## YOUR INSTRUCTIONS
Apart from the pictures, every entry below must be given again exactly.

(Image point grounding data)
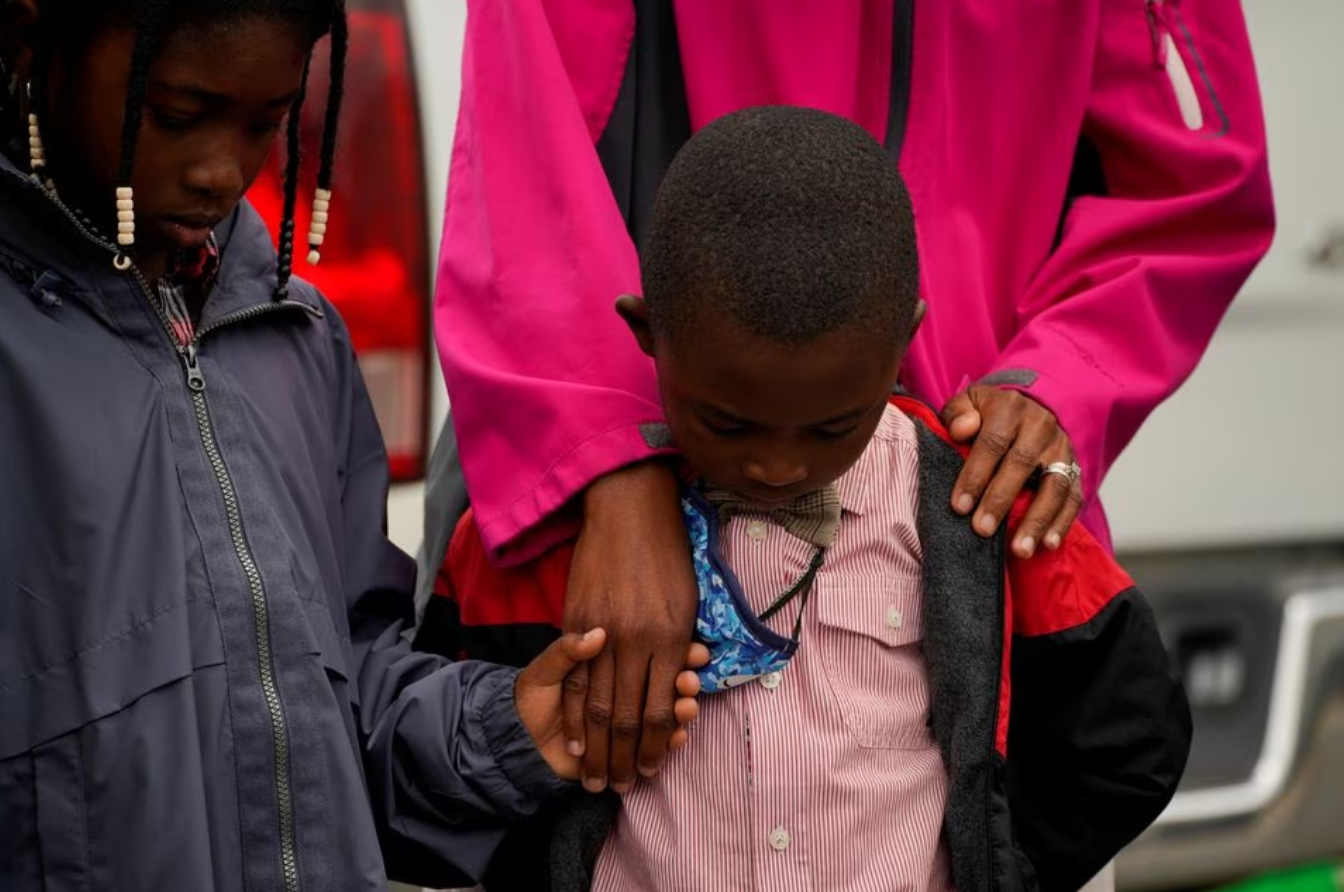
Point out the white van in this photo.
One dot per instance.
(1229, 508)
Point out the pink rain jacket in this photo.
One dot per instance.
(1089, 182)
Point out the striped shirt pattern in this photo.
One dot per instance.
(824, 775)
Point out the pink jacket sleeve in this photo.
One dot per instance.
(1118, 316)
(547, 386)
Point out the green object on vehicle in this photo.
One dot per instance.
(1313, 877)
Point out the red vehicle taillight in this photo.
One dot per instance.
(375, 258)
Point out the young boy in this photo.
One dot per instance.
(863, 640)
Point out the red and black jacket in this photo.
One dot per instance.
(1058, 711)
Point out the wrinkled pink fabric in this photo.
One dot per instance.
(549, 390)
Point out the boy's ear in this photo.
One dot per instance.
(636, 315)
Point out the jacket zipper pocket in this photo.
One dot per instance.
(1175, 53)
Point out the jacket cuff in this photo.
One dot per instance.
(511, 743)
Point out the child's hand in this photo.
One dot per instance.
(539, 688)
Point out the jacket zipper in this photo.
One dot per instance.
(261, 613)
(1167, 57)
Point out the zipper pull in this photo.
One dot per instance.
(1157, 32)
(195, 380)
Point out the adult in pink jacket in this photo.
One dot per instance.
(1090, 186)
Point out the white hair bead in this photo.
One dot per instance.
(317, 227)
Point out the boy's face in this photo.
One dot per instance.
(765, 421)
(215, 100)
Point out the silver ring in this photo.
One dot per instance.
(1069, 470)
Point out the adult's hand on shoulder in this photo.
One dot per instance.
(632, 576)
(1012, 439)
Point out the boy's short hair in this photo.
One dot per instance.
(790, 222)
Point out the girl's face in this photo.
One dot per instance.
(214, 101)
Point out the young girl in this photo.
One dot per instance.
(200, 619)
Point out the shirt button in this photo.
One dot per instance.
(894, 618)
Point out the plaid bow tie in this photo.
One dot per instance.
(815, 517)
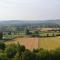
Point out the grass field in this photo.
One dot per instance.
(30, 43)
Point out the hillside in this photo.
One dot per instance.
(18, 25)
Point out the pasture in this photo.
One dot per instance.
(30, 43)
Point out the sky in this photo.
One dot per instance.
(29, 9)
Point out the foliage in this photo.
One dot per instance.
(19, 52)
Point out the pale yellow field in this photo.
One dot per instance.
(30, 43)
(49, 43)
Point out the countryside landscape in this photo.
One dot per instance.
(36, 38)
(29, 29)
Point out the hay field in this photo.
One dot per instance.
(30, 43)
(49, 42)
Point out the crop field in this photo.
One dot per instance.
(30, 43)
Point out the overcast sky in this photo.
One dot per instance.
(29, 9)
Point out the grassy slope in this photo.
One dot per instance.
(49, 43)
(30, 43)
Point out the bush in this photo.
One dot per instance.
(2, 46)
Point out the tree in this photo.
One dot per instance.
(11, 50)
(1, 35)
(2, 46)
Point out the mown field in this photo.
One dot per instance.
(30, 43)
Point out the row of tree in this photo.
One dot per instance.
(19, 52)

## TASK SOLUTION
Point out the white van in this photo.
One dot per instance.
(1229, 508)
Point out the pink rain jacket in this photo.
One dot per instance.
(1089, 182)
Point out the striped shirt pattern in this photo.
One dot per instance.
(824, 775)
Point out the pink jacket sleeve in this photo.
One dot per instance.
(1118, 316)
(547, 386)
Point out the green object on vehicle in this photo.
One dot per instance.
(1313, 877)
Point out the red vehicle taillight in this photo.
One dot per instance.
(375, 258)
Point out the young boy in this photo.
One dot per instance.
(863, 640)
Point out the red and black jacket in this photo.
One dot per instance.
(1058, 711)
Point out the wrinkled pink fabric in this photo.
One dot per instance.
(549, 390)
Point out the boy's ear in this photo.
One dot per instance.
(636, 315)
Point out the jacket zipper pocket in this photo.
One dot per instance.
(1175, 53)
Point out the jacket cuff in this photo.
One dot per instance.
(511, 743)
Point out the child's hand in this photo.
One dot per instance.
(539, 688)
Point out the jacket zipper in this photo.
One dot per instance.
(261, 613)
(1167, 57)
Point out the zipper pull in this photo.
One dot per instance.
(1157, 32)
(195, 380)
Point out the adult in pink jacket in this photo.
One dot per instance.
(1090, 186)
Point out the white hair bead in this photo.
One dot per instance.
(317, 227)
Point out the boy's face in this photo.
One dot per instance.
(765, 421)
(215, 100)
Point out the silver ring in this photo.
One dot per instance.
(1069, 470)
Point out the adult's hand on shoulder in this photo.
One dot per instance.
(632, 576)
(1012, 439)
Point out the boy's short hair in this photo.
One dot per instance.
(790, 222)
Point out the girl's face in this photo.
One dot per instance.
(214, 101)
Point out the young girl in this photo.
One dot per instance.
(200, 619)
Point out the shirt button in this photo.
One dot per instance.
(894, 618)
Point out the plaid bow tie in this photo.
One dot per instance.
(815, 517)
Point out the grass field in this photo.
One dot per instance.
(30, 43)
Point out the hillside in this photo.
One dot per instance.
(18, 25)
Point out the pasture in this photo.
One dot per instance.
(30, 43)
Point out the sky in this photo.
One dot per instance.
(29, 9)
Point out the foliage in this photo.
One dot per instance.
(19, 52)
Point out the pale yellow field in this photo.
One dot per instance.
(30, 43)
(49, 43)
Point out the countryside landscape in this photo.
One dot per instance.
(36, 38)
(29, 29)
Point out the hay field in this photo.
One dot per instance.
(30, 43)
(49, 42)
Point out the crop field in this photo.
One dot per instance.
(30, 43)
Point out the overcast sky in this photo.
One dot per instance.
(29, 9)
Point out the grassy slope in this photo.
One dot per instance.
(49, 43)
(30, 43)
Point out the bush in this photo.
One dot per instance.
(2, 46)
Point out the tree in this photo.
One dot per instance.
(11, 50)
(1, 35)
(2, 46)
Point out the mown field in this photo.
One dot per instance.
(30, 43)
Point out the row of tree in this photo.
One dot per instance.
(19, 52)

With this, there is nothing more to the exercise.